_Materials provided_
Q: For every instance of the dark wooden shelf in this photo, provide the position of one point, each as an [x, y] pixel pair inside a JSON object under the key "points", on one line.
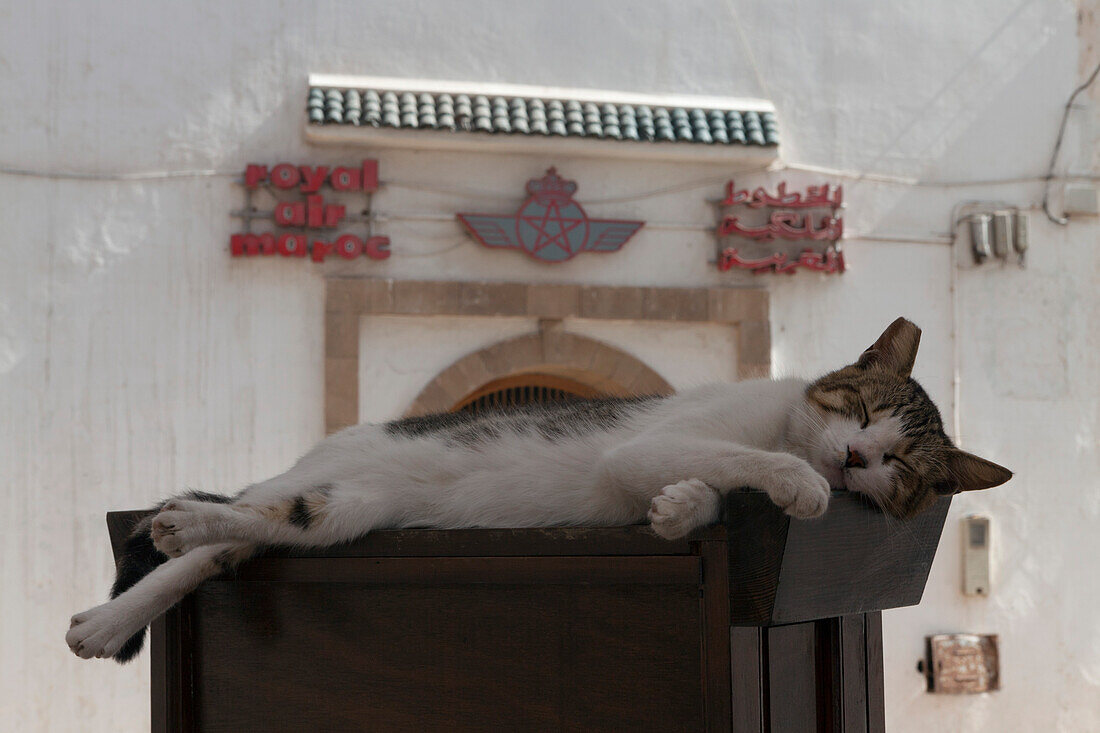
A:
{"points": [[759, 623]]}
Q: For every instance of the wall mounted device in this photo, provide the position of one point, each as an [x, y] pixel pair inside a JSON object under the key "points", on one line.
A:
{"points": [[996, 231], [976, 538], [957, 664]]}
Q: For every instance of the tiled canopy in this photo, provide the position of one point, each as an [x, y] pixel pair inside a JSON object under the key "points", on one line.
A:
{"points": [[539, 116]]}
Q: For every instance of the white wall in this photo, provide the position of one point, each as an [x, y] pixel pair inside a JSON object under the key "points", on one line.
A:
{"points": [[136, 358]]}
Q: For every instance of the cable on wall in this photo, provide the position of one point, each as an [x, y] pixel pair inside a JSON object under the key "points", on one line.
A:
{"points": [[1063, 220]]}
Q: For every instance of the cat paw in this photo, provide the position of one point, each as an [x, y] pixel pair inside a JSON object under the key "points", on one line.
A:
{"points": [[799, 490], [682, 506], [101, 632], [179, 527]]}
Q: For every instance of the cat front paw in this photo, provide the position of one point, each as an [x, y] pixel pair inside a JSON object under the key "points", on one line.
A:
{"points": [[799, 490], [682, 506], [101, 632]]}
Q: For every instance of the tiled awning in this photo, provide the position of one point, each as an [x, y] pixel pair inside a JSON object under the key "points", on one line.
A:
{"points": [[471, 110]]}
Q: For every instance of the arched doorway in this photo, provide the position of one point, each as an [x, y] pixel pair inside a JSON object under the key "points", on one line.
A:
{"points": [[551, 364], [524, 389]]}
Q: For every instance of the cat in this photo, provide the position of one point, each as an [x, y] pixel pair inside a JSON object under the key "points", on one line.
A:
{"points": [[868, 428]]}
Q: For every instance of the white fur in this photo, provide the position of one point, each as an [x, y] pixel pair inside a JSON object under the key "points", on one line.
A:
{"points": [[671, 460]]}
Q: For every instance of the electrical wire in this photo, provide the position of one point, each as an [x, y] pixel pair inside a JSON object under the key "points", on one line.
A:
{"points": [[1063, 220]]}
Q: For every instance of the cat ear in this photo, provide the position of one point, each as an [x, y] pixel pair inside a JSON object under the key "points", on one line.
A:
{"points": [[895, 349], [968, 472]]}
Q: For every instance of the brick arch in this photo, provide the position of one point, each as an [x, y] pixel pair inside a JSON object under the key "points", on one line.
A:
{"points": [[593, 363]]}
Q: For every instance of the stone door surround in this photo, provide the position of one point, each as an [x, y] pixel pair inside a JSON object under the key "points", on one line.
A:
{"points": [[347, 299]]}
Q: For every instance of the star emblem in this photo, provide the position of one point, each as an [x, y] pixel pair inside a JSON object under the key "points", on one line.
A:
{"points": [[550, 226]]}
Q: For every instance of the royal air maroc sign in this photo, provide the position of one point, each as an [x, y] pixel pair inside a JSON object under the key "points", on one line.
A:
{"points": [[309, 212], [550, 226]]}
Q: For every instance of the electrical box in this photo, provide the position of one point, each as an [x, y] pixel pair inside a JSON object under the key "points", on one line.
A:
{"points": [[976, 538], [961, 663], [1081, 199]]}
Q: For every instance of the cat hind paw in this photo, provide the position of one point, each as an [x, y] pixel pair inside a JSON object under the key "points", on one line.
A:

_What the task asks_
Determine the number of lines in the entries that contain "white", then write that number alone.

_Answer area_
2